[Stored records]
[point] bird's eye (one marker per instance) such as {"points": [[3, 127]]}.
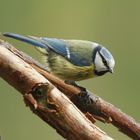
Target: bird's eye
{"points": [[104, 61]]}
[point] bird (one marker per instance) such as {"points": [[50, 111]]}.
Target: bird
{"points": [[71, 59]]}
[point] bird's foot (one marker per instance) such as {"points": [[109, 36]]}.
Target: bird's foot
{"points": [[73, 83]]}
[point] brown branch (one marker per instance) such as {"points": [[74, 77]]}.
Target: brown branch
{"points": [[45, 100], [100, 109]]}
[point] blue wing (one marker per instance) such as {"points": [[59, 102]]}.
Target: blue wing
{"points": [[58, 46]]}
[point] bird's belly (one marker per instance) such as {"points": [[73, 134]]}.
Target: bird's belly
{"points": [[63, 69]]}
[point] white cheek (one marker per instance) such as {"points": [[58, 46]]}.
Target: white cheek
{"points": [[99, 66]]}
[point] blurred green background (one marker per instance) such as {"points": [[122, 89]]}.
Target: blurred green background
{"points": [[115, 24]]}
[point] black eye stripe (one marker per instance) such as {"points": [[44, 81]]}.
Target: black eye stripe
{"points": [[104, 61]]}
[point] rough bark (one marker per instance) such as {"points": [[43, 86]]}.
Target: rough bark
{"points": [[45, 100]]}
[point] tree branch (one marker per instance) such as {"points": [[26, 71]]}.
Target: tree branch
{"points": [[98, 109], [46, 100]]}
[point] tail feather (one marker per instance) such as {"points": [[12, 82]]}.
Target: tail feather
{"points": [[25, 39]]}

**WHAT IS NEEDED**
Your task is to reproduce the entries above word for word, from the first line through the line with "[point] brown branch", and please leave out any pictures.

**TASK SOLUTION**
[point] bird's eye (one marker per instance) such as {"points": [[3, 127]]}.
Target: bird's eye
{"points": [[104, 61]]}
[point] bird (one marker per instance) such as {"points": [[50, 111]]}.
Target: bird
{"points": [[71, 59]]}
[point] bird's foot (one marker per instance) such as {"points": [[109, 36]]}.
Target: bird's foot
{"points": [[73, 83]]}
[point] brown branch (one marker per instance) such as {"points": [[74, 77]]}.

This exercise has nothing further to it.